## STUDY MATERIAL

========

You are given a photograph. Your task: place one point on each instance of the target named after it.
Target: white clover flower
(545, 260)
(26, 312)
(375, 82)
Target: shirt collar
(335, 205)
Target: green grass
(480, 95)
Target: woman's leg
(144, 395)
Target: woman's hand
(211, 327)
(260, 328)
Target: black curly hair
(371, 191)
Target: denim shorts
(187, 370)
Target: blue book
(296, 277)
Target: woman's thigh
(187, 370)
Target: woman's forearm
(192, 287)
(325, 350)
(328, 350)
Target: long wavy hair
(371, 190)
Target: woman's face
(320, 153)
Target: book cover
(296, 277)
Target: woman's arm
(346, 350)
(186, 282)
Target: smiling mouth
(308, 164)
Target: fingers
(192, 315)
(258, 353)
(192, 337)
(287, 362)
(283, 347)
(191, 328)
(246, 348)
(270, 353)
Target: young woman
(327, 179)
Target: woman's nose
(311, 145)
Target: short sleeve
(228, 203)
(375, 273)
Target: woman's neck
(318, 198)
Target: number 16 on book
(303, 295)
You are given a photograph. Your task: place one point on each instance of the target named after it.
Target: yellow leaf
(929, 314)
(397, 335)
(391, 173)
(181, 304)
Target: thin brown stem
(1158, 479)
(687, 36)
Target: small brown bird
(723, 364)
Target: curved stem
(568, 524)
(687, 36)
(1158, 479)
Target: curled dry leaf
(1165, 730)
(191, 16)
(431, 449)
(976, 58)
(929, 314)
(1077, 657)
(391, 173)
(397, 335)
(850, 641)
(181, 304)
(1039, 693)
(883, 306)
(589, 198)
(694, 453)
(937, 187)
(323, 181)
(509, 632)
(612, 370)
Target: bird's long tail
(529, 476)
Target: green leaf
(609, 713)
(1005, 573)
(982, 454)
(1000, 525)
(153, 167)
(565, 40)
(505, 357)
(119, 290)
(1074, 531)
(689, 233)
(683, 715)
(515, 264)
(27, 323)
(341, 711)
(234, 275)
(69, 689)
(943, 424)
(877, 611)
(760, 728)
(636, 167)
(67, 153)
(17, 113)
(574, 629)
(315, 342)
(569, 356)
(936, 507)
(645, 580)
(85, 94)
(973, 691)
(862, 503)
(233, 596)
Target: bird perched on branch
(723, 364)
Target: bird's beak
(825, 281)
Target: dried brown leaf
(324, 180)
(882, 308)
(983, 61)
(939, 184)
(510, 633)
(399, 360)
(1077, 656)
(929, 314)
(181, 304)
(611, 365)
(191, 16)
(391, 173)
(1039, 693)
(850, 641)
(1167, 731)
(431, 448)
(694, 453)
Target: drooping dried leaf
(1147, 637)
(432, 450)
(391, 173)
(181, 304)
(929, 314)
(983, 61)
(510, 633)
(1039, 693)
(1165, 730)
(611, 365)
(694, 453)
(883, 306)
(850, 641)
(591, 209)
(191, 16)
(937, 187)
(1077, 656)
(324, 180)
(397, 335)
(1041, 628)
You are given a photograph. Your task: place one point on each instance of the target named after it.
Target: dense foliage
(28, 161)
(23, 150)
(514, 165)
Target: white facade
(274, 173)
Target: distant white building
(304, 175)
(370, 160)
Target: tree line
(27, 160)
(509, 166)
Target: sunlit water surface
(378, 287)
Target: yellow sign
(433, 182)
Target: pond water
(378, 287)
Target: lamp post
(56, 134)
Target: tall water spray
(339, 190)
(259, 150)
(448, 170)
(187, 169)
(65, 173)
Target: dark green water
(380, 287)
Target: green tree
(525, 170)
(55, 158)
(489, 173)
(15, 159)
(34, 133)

========

## YOUR TASK
Please restate the material above exactly, line by line.

## ANSWER SPACE
You are given a photograph. Your task: place one point on each instance of the target named after it.
Target: white clover flower
(545, 260)
(26, 312)
(375, 82)
Target: shirt collar
(335, 205)
Target: green grass
(480, 95)
Target: woman's leg
(144, 395)
Target: woman's hand
(211, 327)
(260, 328)
Target: black curly hair
(371, 191)
Target: denim shorts
(187, 370)
Target: blue book
(296, 277)
Target: woman's thigh
(187, 370)
Target: woman's forearm
(192, 287)
(325, 350)
(328, 350)
Target: long wavy hair
(371, 190)
Target: woman's face
(320, 153)
Target: book cover
(296, 277)
Target: woman's arm
(346, 350)
(186, 282)
Target: smiling mouth
(308, 164)
Target: fingers
(192, 315)
(258, 353)
(192, 337)
(287, 362)
(283, 347)
(191, 328)
(246, 348)
(270, 353)
Target: young woman
(327, 179)
Target: woman's nose
(311, 145)
Target: short sleeve
(228, 203)
(375, 273)
Target: woman's neck
(318, 198)
Target: number 16 on book
(303, 295)
You are given a photograph. Your task: place one point on each instance of the target named after it.
Target: yellow leaf
(929, 314)
(397, 335)
(391, 173)
(181, 304)
Target: thin brown stem
(1158, 479)
(687, 36)
Target: small brown bird
(723, 364)
Target: curved stem
(568, 524)
(687, 36)
(1158, 479)
Target: curled dry leaf
(1165, 730)
(191, 16)
(431, 449)
(976, 58)
(929, 314)
(1077, 657)
(391, 173)
(397, 335)
(850, 641)
(181, 304)
(1039, 693)
(883, 306)
(589, 198)
(694, 453)
(937, 187)
(323, 181)
(509, 632)
(612, 370)
Target: bird's long tail
(529, 476)
Target: green leaf
(609, 713)
(1005, 573)
(982, 454)
(1000, 525)
(153, 167)
(565, 40)
(505, 357)
(119, 290)
(1074, 531)
(689, 233)
(683, 715)
(515, 264)
(27, 323)
(341, 711)
(234, 275)
(69, 689)
(943, 424)
(877, 611)
(760, 728)
(636, 167)
(67, 153)
(17, 113)
(574, 629)
(315, 342)
(569, 356)
(936, 507)
(645, 580)
(85, 94)
(973, 691)
(862, 503)
(233, 596)
Target: bird perched on branch
(723, 364)
Target: bird's beak
(825, 281)
Target: dried brown leaf
(324, 180)
(882, 308)
(983, 61)
(939, 184)
(510, 633)
(399, 360)
(1077, 656)
(929, 314)
(181, 304)
(611, 365)
(191, 16)
(391, 173)
(1039, 693)
(850, 641)
(1167, 731)
(431, 448)
(694, 453)
Target: drooping dried leaf
(1147, 637)
(432, 450)
(391, 173)
(181, 304)
(929, 314)
(983, 61)
(510, 633)
(1039, 693)
(1165, 730)
(611, 365)
(694, 453)
(883, 306)
(850, 641)
(591, 209)
(191, 16)
(937, 187)
(1077, 656)
(324, 180)
(397, 335)
(1041, 628)
You are given a photograph. Your task: place one point on each instance of the target named after it.
Target: dense foliage
(28, 161)
(23, 150)
(514, 165)
Target: white facade
(274, 173)
Target: distant white building
(304, 175)
(370, 160)
Target: tree line
(27, 160)
(509, 166)
Target: sunlit water surface
(378, 287)
Target: yellow sign
(433, 182)
Target: pond water
(378, 287)
Target: lamp post
(56, 134)
Target: tall water spray
(339, 190)
(259, 150)
(448, 170)
(187, 169)
(65, 173)
Target: dark green water
(380, 287)
Target: green tree
(525, 170)
(55, 158)
(489, 173)
(15, 159)
(34, 133)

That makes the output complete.